- Task to complete
Go through the entries and write each one out again unchanged.

- Excerpted records
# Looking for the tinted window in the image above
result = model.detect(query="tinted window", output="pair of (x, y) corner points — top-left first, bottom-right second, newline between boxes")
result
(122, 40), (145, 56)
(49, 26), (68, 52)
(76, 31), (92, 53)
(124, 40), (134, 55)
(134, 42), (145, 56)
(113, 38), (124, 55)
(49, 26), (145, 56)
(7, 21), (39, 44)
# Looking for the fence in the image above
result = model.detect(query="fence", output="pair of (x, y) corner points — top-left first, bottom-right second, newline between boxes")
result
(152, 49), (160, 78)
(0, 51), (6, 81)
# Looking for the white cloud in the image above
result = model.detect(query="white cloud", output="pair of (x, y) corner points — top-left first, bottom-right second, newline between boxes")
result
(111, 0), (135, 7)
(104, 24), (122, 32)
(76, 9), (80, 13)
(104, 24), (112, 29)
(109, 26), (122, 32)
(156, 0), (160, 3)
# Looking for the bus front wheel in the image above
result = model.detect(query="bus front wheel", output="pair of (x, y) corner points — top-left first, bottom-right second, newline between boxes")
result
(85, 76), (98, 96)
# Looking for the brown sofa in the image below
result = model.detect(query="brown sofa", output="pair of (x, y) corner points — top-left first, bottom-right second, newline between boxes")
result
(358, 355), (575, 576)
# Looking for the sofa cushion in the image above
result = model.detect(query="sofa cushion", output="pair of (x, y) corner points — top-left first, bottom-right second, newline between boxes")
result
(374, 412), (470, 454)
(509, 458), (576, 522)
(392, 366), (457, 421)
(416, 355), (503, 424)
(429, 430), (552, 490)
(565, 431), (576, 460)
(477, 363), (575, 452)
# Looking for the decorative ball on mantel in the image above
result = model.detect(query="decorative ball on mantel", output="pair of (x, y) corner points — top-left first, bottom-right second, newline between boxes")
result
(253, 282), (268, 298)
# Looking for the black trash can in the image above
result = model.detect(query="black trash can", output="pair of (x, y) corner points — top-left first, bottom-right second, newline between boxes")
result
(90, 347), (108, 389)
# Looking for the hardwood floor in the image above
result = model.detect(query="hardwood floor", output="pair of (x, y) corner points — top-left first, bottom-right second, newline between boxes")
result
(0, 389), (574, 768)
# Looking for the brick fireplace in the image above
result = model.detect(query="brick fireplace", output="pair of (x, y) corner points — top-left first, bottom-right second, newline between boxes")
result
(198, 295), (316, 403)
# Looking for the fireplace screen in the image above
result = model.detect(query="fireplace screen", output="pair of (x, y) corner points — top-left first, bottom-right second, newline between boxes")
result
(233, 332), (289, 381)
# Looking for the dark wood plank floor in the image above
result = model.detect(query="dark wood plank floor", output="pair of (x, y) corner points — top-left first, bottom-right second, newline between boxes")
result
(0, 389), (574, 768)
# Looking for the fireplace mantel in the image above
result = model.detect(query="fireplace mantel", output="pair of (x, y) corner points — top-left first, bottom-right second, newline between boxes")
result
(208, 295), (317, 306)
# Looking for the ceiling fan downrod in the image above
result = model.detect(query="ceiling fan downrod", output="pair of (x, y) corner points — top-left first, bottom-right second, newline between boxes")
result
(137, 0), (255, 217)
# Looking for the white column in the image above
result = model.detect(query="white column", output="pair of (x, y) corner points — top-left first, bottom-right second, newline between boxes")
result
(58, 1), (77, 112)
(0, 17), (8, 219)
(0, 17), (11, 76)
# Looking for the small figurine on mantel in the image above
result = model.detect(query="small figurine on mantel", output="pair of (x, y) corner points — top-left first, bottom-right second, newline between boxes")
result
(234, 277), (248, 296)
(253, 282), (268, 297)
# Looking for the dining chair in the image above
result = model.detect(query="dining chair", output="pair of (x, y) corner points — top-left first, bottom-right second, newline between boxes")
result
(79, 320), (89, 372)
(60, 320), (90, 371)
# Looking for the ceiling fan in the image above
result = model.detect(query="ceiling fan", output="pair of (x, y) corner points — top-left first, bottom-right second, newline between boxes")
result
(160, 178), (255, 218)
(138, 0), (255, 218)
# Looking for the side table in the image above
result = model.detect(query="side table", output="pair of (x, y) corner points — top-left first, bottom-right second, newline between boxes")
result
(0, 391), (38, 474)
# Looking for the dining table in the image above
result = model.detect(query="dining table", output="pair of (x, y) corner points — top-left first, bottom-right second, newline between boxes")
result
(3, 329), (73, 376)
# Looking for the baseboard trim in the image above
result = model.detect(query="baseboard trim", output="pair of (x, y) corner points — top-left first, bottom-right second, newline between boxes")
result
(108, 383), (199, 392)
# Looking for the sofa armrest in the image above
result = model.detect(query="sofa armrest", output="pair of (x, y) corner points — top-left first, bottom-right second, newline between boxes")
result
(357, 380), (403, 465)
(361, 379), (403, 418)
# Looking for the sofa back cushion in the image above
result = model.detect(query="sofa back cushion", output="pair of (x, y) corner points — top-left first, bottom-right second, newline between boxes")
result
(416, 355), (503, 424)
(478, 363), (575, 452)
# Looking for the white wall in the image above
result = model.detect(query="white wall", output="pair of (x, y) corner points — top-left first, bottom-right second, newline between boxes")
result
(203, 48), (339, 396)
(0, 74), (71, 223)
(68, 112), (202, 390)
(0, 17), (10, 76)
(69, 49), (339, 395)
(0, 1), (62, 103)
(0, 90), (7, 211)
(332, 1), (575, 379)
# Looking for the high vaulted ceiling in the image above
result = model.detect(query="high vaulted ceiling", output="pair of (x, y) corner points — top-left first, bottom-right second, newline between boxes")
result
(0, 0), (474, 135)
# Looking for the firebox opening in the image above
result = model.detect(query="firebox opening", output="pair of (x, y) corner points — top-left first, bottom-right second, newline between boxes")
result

- Expected answer
# Looking for the tinted window in the image above
result = model.detect(query="tinted window", output="pair of (x, y) corner points — top-left first, bottom-right second, newline between boxes")
result
(122, 40), (145, 56)
(49, 26), (68, 52)
(76, 31), (92, 53)
(124, 40), (134, 55)
(134, 42), (145, 56)
(113, 38), (124, 55)
(49, 26), (145, 56)
(7, 21), (39, 44)
# Looking for the fence in the image above
result = model.detect(query="fence", output="pair of (x, y) corner points — top-left first, bottom-right second, newline between boxes")
result
(152, 49), (160, 78)
(0, 51), (6, 81)
# Looking for the white cloud in the image above
result = model.detect(query="white cloud", output="pair of (x, y) corner points — top-left first, bottom-right second, newline between boxes")
result
(111, 0), (135, 7)
(104, 24), (122, 32)
(76, 9), (80, 13)
(104, 24), (112, 29)
(109, 26), (122, 32)
(156, 0), (160, 3)
# Looking for the bus front wheel in the image above
result = model.detect(query="bus front wheel", output="pair of (x, y) corner points — top-left first, bottom-right second, newline between boxes")
result
(85, 76), (98, 96)
# Looking for the brown sofa in the image below
result = model.detect(query="brown sofa", output="pair of (x, y) corner points — top-left first, bottom-right second, newline between boxes")
result
(358, 355), (575, 576)
# Looking for the sofa cushion in the image above
result = model.detect(query="sofa cushion", output="pair of (x, y) corner points — top-left first, bottom-right second, newline between boxes")
result
(374, 412), (470, 454)
(509, 458), (576, 522)
(392, 366), (457, 421)
(416, 355), (503, 424)
(429, 430), (552, 490)
(565, 431), (576, 460)
(477, 363), (575, 452)
# Looking for the decorative ball on mantel in the image above
result = model.detect(query="decorative ball on mantel", output="pair of (x, y) corner points — top-left first, bottom-right second, newline between boxes")
result
(253, 282), (268, 298)
# Looking for the black trash can in the image above
result = model.detect(query="black trash can", output="pair of (x, y) corner points — top-left first, bottom-right second, newline between boxes")
result
(90, 347), (108, 389)
# Looking for the hardwood floor in the image above
result = model.detect(query="hardwood floor", output="pair of (x, y) corner points — top-left first, bottom-right second, newline between boxes")
result
(0, 389), (574, 768)
# Looking for the brick fireplace in the image above
result = model.detect(query="brick fireplace", output="pair of (x, y) corner points — top-left first, bottom-right second, newline between boxes")
result
(198, 295), (316, 403)
# Looking for the fireplace screen in the image above
result = model.detect(query="fireplace screen", output="pair of (x, y) corner points — top-left first, bottom-right second, newline between boxes")
result
(233, 332), (289, 381)
# Looking for the dark wood plank floor in the image above
result = model.detect(query="dark wood plank floor", output="pair of (x, y) corner points — top-left first, bottom-right second, newline between boxes")
result
(0, 389), (574, 768)
# Looking for the fireplace mantel in the image above
result = model.detect(query="fireplace mantel", output="pair of (x, y) corner points — top-left first, bottom-right second, newline between boxes")
result
(208, 295), (317, 306)
# Looking for the ceiling fan downrod in the image above
result = model.detect(query="ceiling fan downrod", output="pair of (x, y) corner points — top-left first, bottom-right second, newline between boxes")
result
(137, 0), (255, 217)
# Looking for the white column in the image above
result = model.detect(query="white column", output="pair of (x, y) corner points — top-left first, bottom-right second, newline between boxes")
result
(58, 1), (77, 112)
(0, 17), (8, 219)
(0, 17), (11, 76)
# Looking for the small figurine on mantel in the image above
result = model.detect(query="small figurine on mantel", output="pair of (x, y) corner points — top-left first, bottom-right second, newline between boxes")
result
(234, 277), (248, 296)
(253, 282), (268, 297)
# Looking for the dining chair in the image above
result = model.detect(query="dining chair", output="pair of (x, y) corner points — top-left first, bottom-right second, newline between boxes")
result
(79, 320), (89, 372)
(60, 320), (90, 371)
# Looking for the ceiling fan in the image above
result = model.detect(query="ceiling fan", output="pair of (x, y) corner points — top-left first, bottom-right second, newline between boxes")
result
(160, 178), (255, 218)
(138, 0), (255, 218)
# Looking for the side table in the image above
result = model.detect(query="side table", output="pair of (x, y) corner points — top-left first, bottom-right second, newline between boxes")
result
(0, 391), (38, 474)
# Looking for the dining table in the image above
result = model.detect(query="dining table", output="pair of (x, y) corner points — top-left first, bottom-right second, newline between boxes")
result
(3, 329), (73, 376)
# Looking for the baseboard trim in the image above
result = model.detect(query="baseboard trim", output="pair of (x, y) corner points — top-left first, bottom-right second, newline between boxes")
result
(108, 383), (199, 392)
# Looking for the sofa armrest in the image above
result = model.detect(query="sofa armrest", output="pair of (x, y) corner points — top-left first, bottom-right second, newline between boxes")
result
(357, 380), (403, 465)
(361, 379), (403, 418)
# Looking for the sofa back cushion in the image above
result = model.detect(query="sofa back cushion", output="pair of (x, y) corner points — top-left first, bottom-right second, newline between boxes")
result
(416, 355), (503, 424)
(478, 363), (575, 452)
# Looking for the white wall in the image above
result = model.detect(query="white wall", output="pair of (x, y) corner points — top-left first, bottom-right second, newline between boxes")
result
(203, 48), (339, 396)
(0, 74), (71, 223)
(68, 112), (202, 390)
(0, 17), (10, 76)
(69, 49), (339, 395)
(0, 1), (62, 103)
(0, 90), (7, 211)
(332, 1), (575, 379)
# Looking for the high vaulted ceiling in the image above
result = model.detect(query="high vaulted ceiling", output="pair of (x, y) corner points — top-left first, bottom-right second, newline between boxes")
result
(0, 0), (474, 135)
# Looking for the firebox opening in the image above
result = model.detect(query="firebox opening", output="pair of (x, y) corner points — top-left first, bottom-right second, newline between boxes")
result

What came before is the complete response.